> **TEXTE FOURNI**
§ §

Les auteurs du complot ont réussi leur coup, sans doute au-delà de leurs plus folles espérances. Sur l'île, les métros sont arrêtés, la circulation cesse ou presque. Obéissant aux consignes du maire Rudy Giuliani, la population de la pointe, au sud de Canal Street, commence à remonter vers le nord. Une foule silencieuse, hébétée, parfois recouverte d'une épaisse couche de poussière grise, s'est mise en marche.
Le réseau cellulaire est saturé, plus moyen de joindre Robert, Michel ou notre photographe Stan Honda. Leurs épouses appellent régulièrement, je ne sais que leur dire, incapable de leur assurer que, non, ils n'étaient pas à l'intérieur des tours quand elles se sont effondrées. Ils mettront plusieurs heures à remonter, à pied eux aussi, jusqu'à la 46ème rue et le bureau de l'agence, où nous les accueillons en héros. Ils commencent à rédiger leurs reportages.
Ils sont là, je prends la relève sur le terrain. En arrivant aux Etats-Unis j'ai dû repasser mon permis, payer de ma poche un parking hors de prix, mais jamais je n'ai autant apprécié d'être l'un des rares motards de Manhattan. Seuls quelques véhicules de pompiers ou de police, sirènes hurlantes, descendent la Troisième Avenue. De rares taxis foncent vers Harlem, sans répondre aux appels. Les trottoirs sont bondés de piétons. Terminus Canal Street : un policier me braque avec son arme pour me forcer à m'arrêter. « Personne au sud de Canal ! » Dans un pays qui ignore la carte de presse, celle attribuée par la police de New York est un sésame efficace.
- Si je me gare là, dans la station-service, et je descends à pied, c'est OK?
- OK, soyez prudent.
Dans un silence de cathédrale, qu'on ne connait à New York que les jours de tempête de neige, je marche vers le nuage noir, les reflets d'incendie, qu'on devine droit-devant, au-dessus des toits. Ce n'est pas de la neige qui commence à s'accumuler sur la chaussée et les trottoirs, mais une étrange matière, un mélange de cendres, de poussière et de feuilles de papier. Au coin de Greenwich et Harrison, la couche s'épaissit, recouvre tout. La rue, les voitures, les panneaux, les boîtes aux lettres, bouches d'incendie, poubelles, boîtes à journaux, feux rouges, échafaudages, un chien qui devait être brun et s'ébroue sans succès, tout disparaît sous quinze centimètres de talc grisâtre, d'où émergent des millions de feuilles. Le manteau blanc étouffe les sons, les pas. Seules les sirènes de police et des pompiers résonnent au loin. Partout des chaussures, surtout de femmes, hauts talons abandonnés pour courir plus vite.

§ §

> **MATÉRIEL EXTRAIT**
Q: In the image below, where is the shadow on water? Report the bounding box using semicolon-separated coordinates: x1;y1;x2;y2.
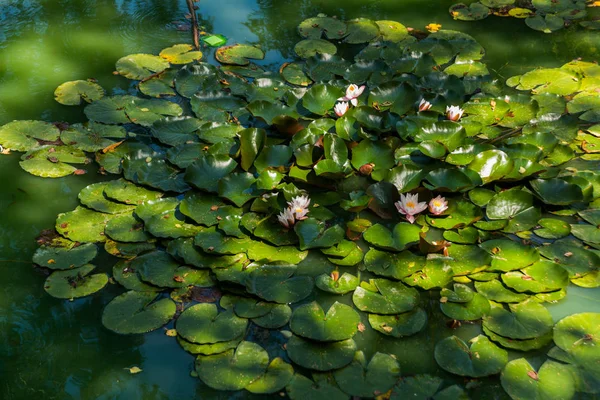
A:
0;0;600;400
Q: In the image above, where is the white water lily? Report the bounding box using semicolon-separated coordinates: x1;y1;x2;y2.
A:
446;106;465;122
419;99;431;112
338;83;365;107
333;101;350;117
277;208;296;228
429;196;448;215
288;196;310;221
394;193;427;224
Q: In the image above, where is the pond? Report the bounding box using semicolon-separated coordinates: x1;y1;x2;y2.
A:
0;0;600;400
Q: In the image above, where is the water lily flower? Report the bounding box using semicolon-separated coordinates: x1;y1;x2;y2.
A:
338;83;365;107
429;196;448;215
446;106;465;122
333;101;350;117
277;208;296;228
419;99;431;112
288;196;310;221
394;193;427;224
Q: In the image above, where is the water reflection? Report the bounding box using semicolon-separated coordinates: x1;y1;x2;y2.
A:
0;0;600;400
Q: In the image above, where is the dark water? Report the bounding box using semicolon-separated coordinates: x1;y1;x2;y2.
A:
0;0;600;400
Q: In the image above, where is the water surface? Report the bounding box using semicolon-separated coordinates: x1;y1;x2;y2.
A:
0;0;600;400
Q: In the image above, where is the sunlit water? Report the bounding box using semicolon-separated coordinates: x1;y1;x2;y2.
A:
0;0;600;400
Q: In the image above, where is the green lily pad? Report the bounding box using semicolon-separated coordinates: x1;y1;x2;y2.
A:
369;307;427;338
440;290;490;321
286;373;350;400
502;261;569;293
215;44;265;65
286;336;356;371
390;374;444;400
158;44;202;64
363;222;421;251
435;335;508;378
116;54;169;80
534;218;571;239
196;341;269;390
177;335;243;356
32;243;98;270
530;178;583;205
525;14;565;33
290;302;360;342
102;291;176;335
176;303;248;344
500;358;575;400
539;242;600;278
113;260;162;292
475;279;529;303
364;249;425;279
294;218;345;250
298;16;346;39
344;18;379;44
294;39;337;58
104;178;163;205
44;264;108;299
450;2;490;21
131;251;213;288
246;265;314;304
56;207;112;243
554;313;600;369
352;279;419;315
483;326;552;351
315;272;360;294
483;301;554;339
54;80;104;106
245;357;294;394
104;214;151;243
479;239;540;272
78;182;135;214
0;121;60;151
333;351;400;398
185;154;237;193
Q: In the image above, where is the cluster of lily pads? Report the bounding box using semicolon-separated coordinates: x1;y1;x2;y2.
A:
0;15;600;399
450;0;600;33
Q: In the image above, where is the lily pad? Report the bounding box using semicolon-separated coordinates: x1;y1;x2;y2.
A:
483;301;554;339
435;335;508;378
352;279;419;315
215;44;265;65
176;303;247;344
500;358;575;400
246;265;314;304
54;80;104;106
286;336;356;371
102;291;176;334
333;351;400;398
290;302;360;342
32;243;98;270
196;341;269;390
44;264;108;299
0;121;60;151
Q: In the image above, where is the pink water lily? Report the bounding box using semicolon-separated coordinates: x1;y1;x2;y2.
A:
429;196;448;215
419;99;431;112
446;106;465;122
333;101;350;117
338;83;365;107
394;193;427;224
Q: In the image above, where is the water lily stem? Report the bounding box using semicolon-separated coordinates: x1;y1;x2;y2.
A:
187;0;200;50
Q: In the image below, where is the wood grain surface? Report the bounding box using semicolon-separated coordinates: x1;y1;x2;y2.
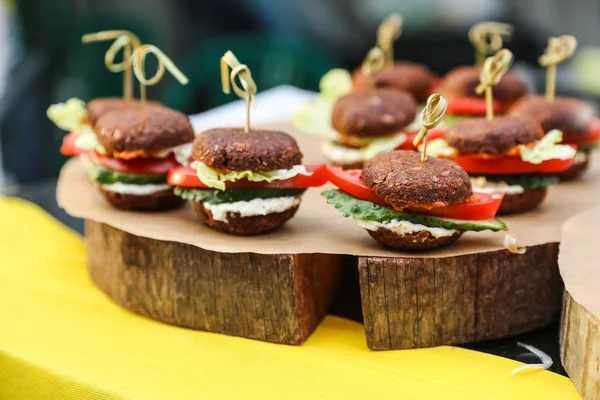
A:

§ §

> **EXERCICE ÉCRIT A**
Traduisez en anglais cette phrase du texte fourni : « Seuls quelques véhicules de pompiers ou de police, sirènes hurlantes, descendent la Troisième Avenue. »
> **EXERCICE ÉCRIT B**
Dans le texte fourni, jusqu'à quelle rue Robert, Michel et Stan Honda remontent-ils à pied pour rejoindre le bureau de l'agence ?
> **EXERCICE ÉCRIT C**
Prolongez le récit de la marche vers le sud de Manhattan sous la poussière grise en reprenant après sa dernière phrase.
Ce matériel n'a aucun lien avec le texte fourni.

> **RÉPONSE A**
Only a few fire or police vehicles, sirens wailing, are heading down Third Avenue.

> **RÉPONSE B**
Jusqu'à la 46ème rue.

> **RÉPONSE C**
Au centre de Barclay Street, un agent de police transformé en spectre blafard avance à pas minuscules. Il regarde devant lui mais semble ne plus rien voir, les épaules tombantes, le pas traînant, bouche ouverte, mains le long du corps. Le holster de son arme est vide, sa matraque pend à l'envers dans son dos. Je lui demande si ça va, s'il veut un peu d'eau, si je peux continuer à descendre vers le WTC. Il tourne la tête, son regard me transperce, il ne répond pas. S'assied sur quelque chose, peut-être une caisse, enlève sa casquette qu'il tape contre sa cuisse, éclate en sanglots silencieux.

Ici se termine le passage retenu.